_Exercise goal_
Switch every "wooden" to "timber" in the records from the line containing "Isolate black and" down to the line containing "[815,226,924,291]", and write out only those lines with all else left unchanged.

[START OF Source material]

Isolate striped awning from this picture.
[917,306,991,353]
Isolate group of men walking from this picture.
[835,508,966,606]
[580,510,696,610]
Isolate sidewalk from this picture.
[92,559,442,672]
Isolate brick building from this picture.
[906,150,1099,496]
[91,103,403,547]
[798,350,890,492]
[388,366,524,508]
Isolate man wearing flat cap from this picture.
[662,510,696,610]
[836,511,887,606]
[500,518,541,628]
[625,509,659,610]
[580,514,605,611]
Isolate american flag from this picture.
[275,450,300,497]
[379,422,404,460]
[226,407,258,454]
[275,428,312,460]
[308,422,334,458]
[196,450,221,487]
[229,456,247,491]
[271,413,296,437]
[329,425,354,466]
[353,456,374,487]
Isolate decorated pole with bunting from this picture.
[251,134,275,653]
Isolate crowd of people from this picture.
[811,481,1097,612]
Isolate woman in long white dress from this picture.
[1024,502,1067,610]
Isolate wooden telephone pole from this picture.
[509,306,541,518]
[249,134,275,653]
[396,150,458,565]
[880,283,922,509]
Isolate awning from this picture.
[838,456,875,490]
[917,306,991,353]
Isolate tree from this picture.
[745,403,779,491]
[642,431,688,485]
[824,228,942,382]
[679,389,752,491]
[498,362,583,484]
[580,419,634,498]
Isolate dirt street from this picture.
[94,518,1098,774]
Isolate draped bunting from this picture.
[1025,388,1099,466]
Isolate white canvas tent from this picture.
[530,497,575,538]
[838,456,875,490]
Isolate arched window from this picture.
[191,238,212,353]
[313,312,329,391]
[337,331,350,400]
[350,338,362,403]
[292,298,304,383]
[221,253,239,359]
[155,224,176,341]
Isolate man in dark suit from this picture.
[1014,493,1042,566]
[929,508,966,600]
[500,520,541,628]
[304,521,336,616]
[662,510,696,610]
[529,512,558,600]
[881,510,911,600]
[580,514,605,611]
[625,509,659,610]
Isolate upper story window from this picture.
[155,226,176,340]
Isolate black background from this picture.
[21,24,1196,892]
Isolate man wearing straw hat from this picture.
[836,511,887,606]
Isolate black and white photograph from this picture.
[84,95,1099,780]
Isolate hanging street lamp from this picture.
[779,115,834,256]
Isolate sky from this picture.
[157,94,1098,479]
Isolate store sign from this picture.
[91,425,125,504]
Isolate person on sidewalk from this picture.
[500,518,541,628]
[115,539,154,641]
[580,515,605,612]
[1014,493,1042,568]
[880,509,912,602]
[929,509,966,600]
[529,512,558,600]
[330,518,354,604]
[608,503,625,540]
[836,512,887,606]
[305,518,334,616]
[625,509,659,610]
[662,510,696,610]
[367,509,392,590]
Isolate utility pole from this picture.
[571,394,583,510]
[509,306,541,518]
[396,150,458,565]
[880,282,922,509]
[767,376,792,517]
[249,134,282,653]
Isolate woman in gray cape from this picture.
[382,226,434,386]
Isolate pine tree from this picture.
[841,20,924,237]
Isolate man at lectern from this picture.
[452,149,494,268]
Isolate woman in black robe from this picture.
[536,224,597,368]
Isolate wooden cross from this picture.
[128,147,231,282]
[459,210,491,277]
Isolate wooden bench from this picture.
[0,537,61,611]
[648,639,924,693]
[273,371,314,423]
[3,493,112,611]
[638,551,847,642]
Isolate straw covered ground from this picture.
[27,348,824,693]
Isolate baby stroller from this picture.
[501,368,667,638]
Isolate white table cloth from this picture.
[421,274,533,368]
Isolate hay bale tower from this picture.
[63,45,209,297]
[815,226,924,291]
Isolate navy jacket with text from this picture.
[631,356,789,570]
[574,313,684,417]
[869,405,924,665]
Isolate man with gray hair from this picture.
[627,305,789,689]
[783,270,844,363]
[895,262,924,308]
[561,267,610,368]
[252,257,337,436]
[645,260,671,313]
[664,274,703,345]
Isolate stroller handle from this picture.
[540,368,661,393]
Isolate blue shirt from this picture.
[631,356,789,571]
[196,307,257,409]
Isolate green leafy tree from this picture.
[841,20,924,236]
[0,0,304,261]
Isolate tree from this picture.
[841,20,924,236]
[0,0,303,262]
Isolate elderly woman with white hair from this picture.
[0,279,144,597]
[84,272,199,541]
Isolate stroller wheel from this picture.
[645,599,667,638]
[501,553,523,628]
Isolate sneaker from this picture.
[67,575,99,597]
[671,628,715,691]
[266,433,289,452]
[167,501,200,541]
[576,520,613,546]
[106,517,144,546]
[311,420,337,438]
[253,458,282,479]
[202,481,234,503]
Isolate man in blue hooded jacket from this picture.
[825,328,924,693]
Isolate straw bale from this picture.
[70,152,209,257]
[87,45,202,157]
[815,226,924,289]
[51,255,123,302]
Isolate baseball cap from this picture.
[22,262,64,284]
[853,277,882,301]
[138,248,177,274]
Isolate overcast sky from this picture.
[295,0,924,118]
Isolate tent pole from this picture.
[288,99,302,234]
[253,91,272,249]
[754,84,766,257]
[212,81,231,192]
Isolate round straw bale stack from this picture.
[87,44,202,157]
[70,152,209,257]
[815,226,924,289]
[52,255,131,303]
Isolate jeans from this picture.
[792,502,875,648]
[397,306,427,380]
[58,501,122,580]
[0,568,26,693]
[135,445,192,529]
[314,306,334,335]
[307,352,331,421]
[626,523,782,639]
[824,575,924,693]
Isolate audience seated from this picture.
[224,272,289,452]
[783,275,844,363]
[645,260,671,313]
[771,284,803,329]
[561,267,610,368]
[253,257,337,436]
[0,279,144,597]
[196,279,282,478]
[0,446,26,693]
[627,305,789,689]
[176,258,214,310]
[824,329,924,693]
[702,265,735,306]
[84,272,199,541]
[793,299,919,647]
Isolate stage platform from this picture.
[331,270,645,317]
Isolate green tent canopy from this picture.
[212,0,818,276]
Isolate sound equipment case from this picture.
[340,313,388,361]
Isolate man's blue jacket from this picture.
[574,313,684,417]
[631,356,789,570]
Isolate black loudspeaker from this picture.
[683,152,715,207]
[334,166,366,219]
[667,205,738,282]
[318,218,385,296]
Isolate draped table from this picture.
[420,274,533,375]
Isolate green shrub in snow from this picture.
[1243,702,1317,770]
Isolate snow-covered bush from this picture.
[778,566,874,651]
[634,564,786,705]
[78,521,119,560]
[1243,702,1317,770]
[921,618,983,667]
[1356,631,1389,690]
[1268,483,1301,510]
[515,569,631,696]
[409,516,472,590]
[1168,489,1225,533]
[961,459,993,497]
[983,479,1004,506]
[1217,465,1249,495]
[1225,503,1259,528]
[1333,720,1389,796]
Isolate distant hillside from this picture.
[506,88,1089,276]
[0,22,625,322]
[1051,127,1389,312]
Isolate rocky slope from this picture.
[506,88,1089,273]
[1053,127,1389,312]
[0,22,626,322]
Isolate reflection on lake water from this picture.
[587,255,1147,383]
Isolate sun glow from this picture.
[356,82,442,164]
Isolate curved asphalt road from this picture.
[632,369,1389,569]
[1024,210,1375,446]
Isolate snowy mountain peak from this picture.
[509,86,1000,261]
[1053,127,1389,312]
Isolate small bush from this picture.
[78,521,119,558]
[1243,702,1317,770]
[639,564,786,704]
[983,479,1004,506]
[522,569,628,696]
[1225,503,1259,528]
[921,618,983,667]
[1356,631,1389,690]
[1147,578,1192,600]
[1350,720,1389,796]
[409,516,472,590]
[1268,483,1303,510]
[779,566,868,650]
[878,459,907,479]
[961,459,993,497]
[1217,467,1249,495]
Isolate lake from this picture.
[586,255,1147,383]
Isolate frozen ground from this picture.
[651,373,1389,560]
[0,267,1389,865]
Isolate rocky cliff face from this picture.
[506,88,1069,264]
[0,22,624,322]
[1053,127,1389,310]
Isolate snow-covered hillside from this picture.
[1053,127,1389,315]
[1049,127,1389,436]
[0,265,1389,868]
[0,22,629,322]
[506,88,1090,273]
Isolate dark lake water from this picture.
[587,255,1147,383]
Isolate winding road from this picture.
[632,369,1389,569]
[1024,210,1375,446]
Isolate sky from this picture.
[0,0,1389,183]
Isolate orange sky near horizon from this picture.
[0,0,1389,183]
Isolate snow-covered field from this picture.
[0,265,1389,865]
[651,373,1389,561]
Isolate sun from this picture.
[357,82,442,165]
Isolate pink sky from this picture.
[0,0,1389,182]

[END OF Source material]

_In response_
Isolate black and white photograph from this picture.
[84,95,1099,780]
Isolate hanging street lamp from this picture.
[779,115,834,256]
Isolate sky from this picture.
[157,94,1098,479]
Isolate store sign from this picture.
[91,425,125,504]
Isolate person on sidewalk from this picture.
[500,518,541,628]
[115,539,154,641]
[580,515,605,612]
[1014,493,1042,568]
[880,509,912,602]
[929,509,966,600]
[529,512,558,600]
[330,518,354,604]
[608,503,625,540]
[836,512,887,606]
[305,518,334,616]
[625,509,659,610]
[662,510,696,610]
[367,509,392,590]
Isolate utility pole from this picture.
[571,394,583,510]
[509,306,541,518]
[396,150,458,565]
[880,282,922,509]
[767,376,792,517]
[249,134,282,653]
Isolate woman in gray cape from this picture.
[382,226,434,386]
Isolate pine tree from this picture.
[841,20,924,237]
Isolate man at lectern from this picture.
[452,149,494,268]
Isolate woman in black robe from this picture.
[536,224,597,368]
Isolate timber cross from this picture.
[128,147,231,282]
[459,210,491,277]
Isolate timber bench from this picture.
[0,537,61,611]
[648,639,924,693]
[273,371,314,423]
[3,493,112,611]
[638,551,847,642]
Isolate straw covered ground from this picture.
[27,348,824,693]
Isolate baby stroller from this picture.
[501,368,667,638]
Isolate white table cloth from this picture.
[421,274,533,368]
Isolate hay bale tower from this picture.
[63,45,209,297]
[815,226,924,291]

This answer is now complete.